Stored dataset items:
-=-=-
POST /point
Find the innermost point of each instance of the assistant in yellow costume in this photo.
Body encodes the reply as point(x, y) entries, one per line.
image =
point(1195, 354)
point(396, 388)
-=-=-
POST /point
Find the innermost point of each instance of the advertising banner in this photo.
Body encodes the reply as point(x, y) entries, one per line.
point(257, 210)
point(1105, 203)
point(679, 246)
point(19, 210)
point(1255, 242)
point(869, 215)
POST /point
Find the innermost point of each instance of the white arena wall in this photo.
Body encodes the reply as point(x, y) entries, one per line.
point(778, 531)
-=-=-
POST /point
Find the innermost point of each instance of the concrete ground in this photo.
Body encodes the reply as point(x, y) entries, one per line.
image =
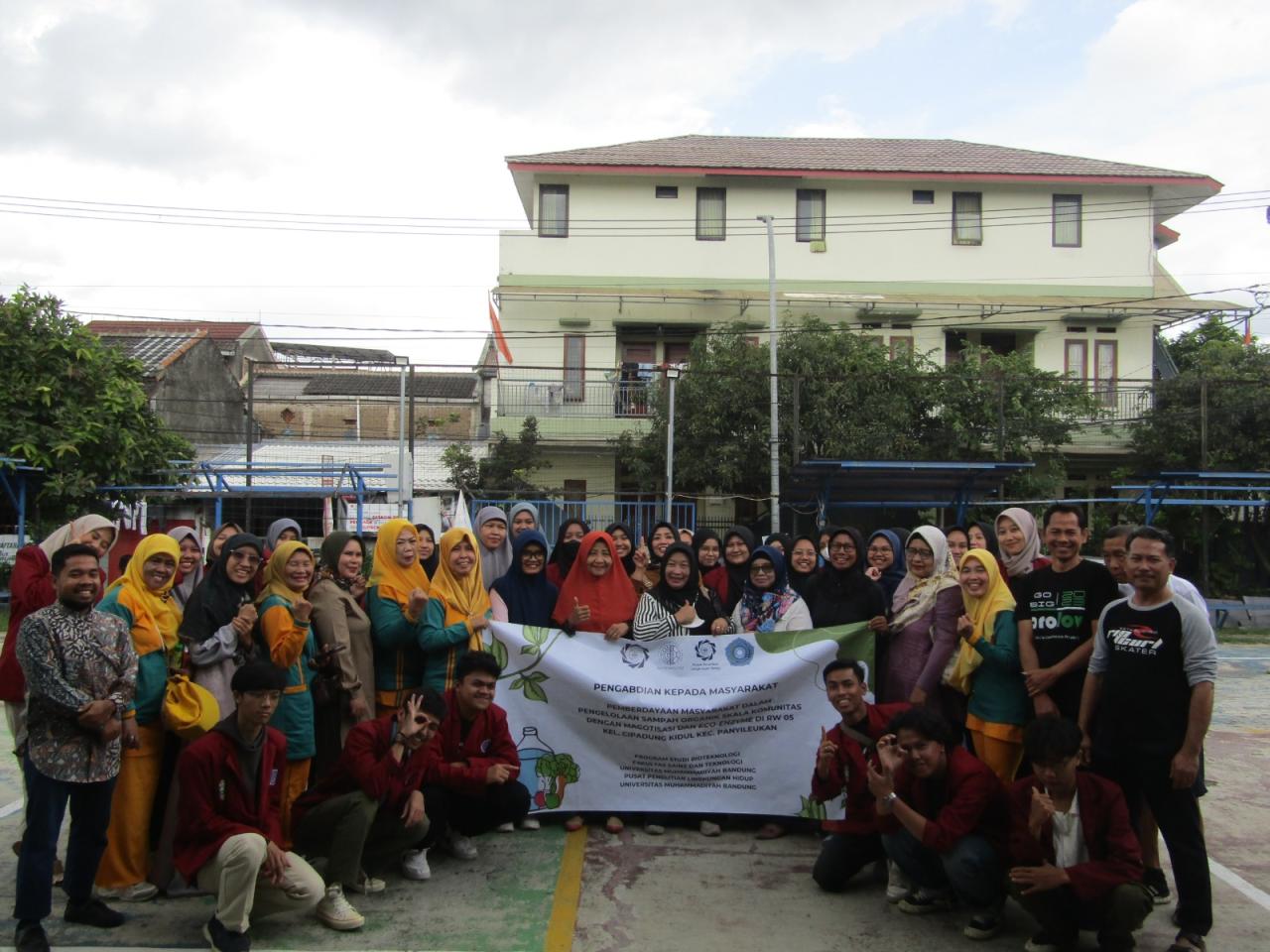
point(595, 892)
-=-=-
WHAT TO PRODUCE> Which lines in the listing contain the word "this"? Extract each of them in full.

TASK ANSWER>
Find the innermost point of each instance of the assistant in yellow costume in this photo.
Find the innermost point of each instance of the advertising banner in this photo.
Find the innermost point of each instance of the white arena wall in this photo.
Find the innermost point of each instance of the concrete ground in this photo.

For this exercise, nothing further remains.